#### Extracted entries

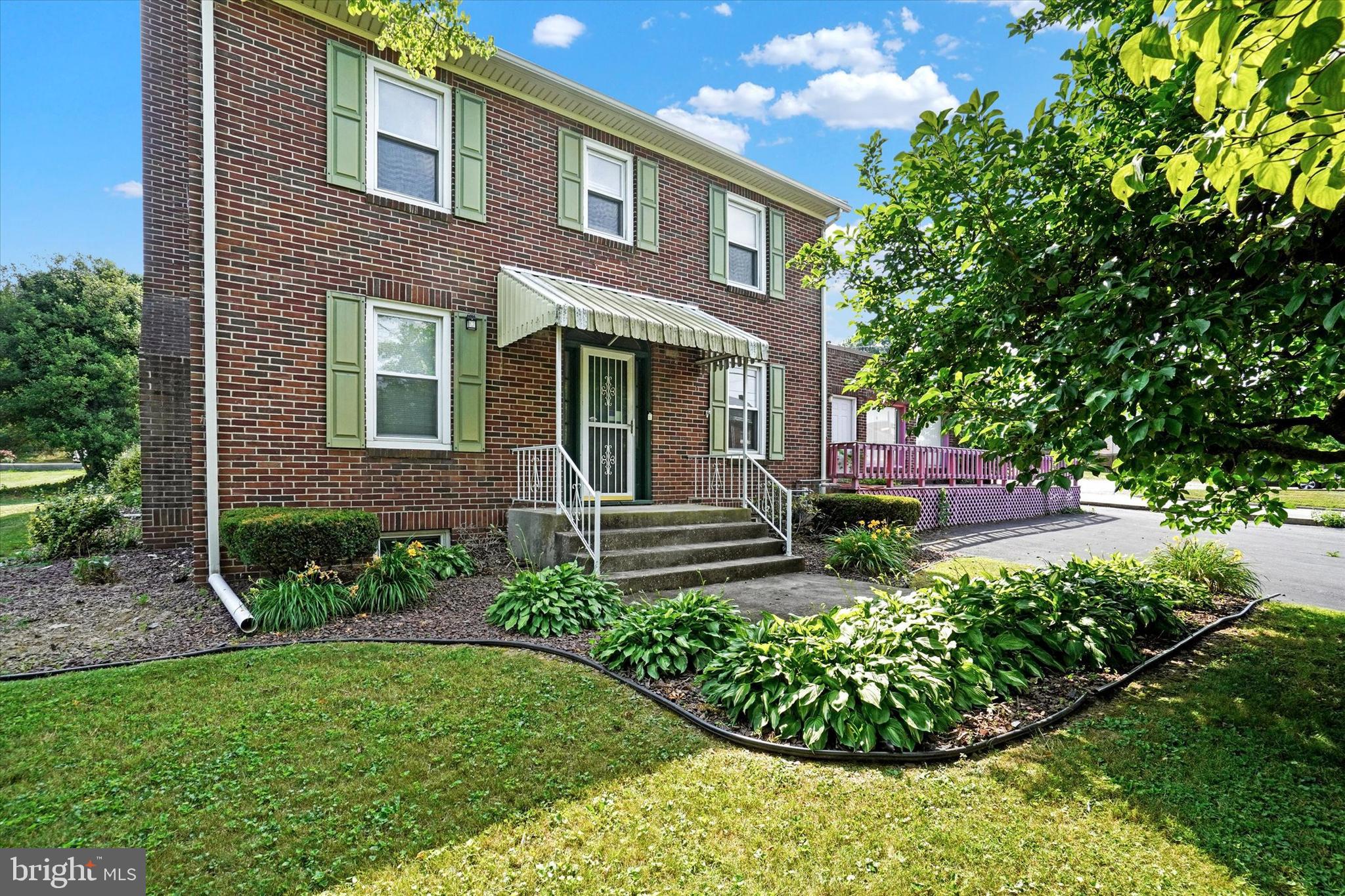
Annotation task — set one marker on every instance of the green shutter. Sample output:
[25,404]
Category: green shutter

########
#### Extracted entries

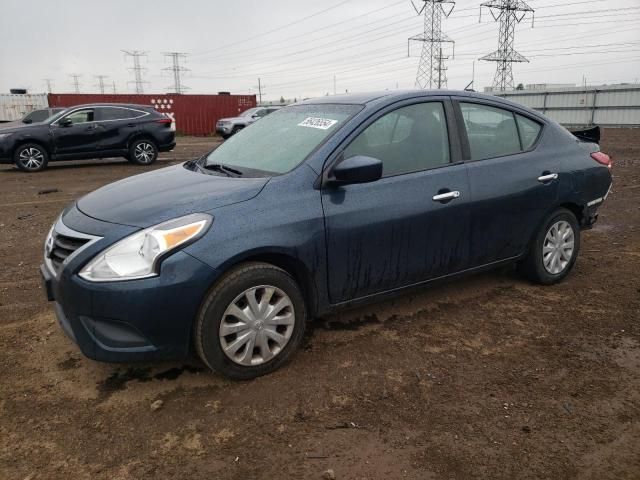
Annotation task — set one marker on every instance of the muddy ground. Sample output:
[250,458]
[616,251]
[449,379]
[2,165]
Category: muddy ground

########

[Goal of the exercise]
Starting at the line above that contains "of the green", repeat each line exactly up to and including the line that contains "Category: green shutter", and stop there.

[Response for this exercise]
Annotation task — set one marker on every instance of the green shutter. Sample output:
[25,404]
Category: green shutter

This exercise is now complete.